## Task goal
Locate the line containing "Where can the large" in the data below. Reproduce it and every following line up to the end, exactly as given.

## Records supplied
┄┄┄┄┄┄┄┄┄┄

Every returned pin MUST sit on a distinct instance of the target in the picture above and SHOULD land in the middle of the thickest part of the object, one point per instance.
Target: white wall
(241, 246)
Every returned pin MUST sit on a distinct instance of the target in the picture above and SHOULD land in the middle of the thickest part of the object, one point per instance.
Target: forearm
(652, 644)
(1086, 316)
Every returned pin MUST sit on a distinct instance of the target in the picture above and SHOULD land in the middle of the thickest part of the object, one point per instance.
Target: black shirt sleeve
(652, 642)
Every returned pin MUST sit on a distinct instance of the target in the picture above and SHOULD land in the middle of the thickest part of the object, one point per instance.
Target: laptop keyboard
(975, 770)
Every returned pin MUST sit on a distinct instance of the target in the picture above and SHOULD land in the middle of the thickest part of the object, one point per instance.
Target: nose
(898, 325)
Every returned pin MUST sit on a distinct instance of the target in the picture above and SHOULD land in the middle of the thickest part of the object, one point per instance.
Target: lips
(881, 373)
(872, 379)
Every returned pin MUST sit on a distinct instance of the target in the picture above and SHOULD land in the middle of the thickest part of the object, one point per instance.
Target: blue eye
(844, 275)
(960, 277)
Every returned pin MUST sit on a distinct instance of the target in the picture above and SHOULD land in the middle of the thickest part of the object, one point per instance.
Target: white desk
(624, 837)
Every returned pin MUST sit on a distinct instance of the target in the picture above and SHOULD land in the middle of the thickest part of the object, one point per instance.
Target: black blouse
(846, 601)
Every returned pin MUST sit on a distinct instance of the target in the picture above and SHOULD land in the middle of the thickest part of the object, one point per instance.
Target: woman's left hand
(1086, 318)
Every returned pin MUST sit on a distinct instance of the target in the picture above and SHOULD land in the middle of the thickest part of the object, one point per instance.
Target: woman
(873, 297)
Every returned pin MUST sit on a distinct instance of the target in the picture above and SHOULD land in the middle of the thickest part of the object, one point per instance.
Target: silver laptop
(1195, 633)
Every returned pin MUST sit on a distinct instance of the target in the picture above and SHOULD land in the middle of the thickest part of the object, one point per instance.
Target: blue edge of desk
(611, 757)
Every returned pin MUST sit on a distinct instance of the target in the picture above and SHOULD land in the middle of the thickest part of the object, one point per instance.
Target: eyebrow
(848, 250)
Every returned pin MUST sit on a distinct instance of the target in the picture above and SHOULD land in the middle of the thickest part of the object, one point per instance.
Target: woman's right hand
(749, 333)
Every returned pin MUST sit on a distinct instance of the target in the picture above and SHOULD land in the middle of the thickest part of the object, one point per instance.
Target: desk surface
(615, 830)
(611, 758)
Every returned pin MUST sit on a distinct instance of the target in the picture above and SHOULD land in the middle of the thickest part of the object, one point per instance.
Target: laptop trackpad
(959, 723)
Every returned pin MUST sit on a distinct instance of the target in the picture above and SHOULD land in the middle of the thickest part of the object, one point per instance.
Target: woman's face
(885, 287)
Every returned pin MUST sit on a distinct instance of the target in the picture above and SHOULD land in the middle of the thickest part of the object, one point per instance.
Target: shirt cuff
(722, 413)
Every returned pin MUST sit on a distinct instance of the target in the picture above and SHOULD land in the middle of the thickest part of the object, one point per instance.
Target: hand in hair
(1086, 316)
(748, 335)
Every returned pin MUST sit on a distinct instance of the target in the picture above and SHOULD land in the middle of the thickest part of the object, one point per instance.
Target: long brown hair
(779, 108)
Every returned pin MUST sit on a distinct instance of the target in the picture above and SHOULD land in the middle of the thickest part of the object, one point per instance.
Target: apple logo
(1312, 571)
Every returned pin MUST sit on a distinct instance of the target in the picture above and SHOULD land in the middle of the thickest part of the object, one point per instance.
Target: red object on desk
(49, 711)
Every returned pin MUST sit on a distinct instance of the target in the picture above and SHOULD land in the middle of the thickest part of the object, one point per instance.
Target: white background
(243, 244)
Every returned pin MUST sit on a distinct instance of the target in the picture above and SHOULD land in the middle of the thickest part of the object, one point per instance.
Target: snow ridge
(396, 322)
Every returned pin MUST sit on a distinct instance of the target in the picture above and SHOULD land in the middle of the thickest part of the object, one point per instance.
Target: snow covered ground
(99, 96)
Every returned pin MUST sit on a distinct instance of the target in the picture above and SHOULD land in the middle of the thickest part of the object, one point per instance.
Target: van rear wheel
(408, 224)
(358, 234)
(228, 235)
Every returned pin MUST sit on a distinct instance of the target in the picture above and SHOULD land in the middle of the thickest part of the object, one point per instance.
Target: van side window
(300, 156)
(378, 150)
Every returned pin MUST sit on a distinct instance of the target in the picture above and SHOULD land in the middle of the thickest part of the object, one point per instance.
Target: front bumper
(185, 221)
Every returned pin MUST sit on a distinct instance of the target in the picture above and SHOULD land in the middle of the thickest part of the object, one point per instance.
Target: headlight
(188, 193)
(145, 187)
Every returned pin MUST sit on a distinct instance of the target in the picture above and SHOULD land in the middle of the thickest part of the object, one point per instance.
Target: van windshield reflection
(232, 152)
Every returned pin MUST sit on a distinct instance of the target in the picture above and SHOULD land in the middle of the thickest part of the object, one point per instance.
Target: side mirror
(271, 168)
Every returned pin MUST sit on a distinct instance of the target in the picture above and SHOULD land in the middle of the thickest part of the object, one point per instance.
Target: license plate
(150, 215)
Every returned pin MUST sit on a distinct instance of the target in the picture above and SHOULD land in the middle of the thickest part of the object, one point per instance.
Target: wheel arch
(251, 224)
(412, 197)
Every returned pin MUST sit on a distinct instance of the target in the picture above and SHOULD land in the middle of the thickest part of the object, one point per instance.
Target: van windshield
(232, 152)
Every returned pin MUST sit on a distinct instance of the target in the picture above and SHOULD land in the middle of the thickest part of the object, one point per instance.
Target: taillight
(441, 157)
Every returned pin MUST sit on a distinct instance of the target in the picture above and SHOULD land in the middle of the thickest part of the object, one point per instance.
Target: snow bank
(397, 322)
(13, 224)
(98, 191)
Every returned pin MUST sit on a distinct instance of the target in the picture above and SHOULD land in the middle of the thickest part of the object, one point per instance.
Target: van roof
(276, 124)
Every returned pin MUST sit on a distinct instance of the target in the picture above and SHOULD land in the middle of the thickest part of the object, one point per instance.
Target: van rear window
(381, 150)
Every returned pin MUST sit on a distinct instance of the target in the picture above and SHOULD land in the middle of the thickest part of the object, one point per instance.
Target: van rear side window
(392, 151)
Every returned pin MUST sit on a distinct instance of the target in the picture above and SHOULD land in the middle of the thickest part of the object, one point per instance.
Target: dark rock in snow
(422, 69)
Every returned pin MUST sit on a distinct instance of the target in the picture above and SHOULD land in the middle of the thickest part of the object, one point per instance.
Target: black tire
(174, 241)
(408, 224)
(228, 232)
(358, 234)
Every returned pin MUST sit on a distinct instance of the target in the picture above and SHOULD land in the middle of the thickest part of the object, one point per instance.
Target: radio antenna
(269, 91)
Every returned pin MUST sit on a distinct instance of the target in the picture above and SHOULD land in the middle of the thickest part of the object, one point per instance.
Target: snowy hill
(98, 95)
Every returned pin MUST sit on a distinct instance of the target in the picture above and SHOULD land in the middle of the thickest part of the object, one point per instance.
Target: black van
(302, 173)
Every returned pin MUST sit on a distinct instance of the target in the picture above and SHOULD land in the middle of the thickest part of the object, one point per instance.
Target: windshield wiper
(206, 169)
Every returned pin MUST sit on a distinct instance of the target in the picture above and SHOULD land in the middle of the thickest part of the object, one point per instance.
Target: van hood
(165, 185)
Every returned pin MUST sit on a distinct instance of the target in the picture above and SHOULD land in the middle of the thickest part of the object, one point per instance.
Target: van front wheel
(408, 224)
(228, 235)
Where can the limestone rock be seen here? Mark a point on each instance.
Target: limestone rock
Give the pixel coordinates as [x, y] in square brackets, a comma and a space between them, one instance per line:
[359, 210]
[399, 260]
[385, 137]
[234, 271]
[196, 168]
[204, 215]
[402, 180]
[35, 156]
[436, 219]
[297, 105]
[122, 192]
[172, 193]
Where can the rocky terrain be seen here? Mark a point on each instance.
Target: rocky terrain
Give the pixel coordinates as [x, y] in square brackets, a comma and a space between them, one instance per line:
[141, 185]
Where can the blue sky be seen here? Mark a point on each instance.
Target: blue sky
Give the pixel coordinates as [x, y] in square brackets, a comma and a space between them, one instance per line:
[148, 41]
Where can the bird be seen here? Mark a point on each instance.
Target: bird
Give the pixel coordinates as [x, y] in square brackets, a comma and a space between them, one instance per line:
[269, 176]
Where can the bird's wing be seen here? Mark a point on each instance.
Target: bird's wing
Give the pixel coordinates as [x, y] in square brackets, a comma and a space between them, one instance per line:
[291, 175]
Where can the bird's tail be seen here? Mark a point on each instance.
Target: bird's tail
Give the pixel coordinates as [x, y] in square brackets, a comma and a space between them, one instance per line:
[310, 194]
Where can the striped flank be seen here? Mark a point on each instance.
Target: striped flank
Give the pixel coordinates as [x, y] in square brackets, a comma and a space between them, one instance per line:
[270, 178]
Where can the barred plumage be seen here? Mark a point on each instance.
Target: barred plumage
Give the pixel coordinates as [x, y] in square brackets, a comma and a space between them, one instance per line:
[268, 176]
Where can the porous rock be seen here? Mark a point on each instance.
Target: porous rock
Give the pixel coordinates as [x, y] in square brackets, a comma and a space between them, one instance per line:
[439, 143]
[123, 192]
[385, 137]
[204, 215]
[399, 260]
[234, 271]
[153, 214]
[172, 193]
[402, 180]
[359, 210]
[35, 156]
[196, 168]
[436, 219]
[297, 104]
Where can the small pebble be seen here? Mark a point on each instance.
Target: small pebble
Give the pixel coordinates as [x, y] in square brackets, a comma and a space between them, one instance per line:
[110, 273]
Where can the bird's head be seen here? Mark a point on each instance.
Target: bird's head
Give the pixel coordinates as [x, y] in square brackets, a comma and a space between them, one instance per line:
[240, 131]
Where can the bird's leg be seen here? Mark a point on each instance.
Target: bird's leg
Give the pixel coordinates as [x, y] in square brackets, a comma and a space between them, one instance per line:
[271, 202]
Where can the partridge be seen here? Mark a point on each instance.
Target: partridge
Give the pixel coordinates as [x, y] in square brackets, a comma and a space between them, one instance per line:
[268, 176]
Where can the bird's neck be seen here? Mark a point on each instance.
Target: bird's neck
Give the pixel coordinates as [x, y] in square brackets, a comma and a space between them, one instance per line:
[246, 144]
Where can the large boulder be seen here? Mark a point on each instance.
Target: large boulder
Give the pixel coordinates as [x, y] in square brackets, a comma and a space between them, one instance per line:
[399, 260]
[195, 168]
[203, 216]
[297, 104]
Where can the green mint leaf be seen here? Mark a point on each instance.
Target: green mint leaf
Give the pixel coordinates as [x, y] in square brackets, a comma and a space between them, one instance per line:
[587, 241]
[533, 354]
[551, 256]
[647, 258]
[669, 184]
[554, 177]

┄┄┄┄┄┄┄┄┄┄

## Answer to the exercise
Where can the large boulder be seen here? Mark a point on each instance.
Target: large boulder
Give the pixel coordinates as [x, y] in square brackets, a comma and a space between them, one instance per line:
[399, 260]
[195, 168]
[203, 216]
[297, 104]
Where can the green mint leaf be seen here? Mark a point on each instance.
Target: green mint leaf
Give the pixel coordinates as [x, y] in square brackets, a comma and a space between them, one instance per line:
[587, 241]
[533, 354]
[551, 256]
[647, 258]
[669, 184]
[554, 177]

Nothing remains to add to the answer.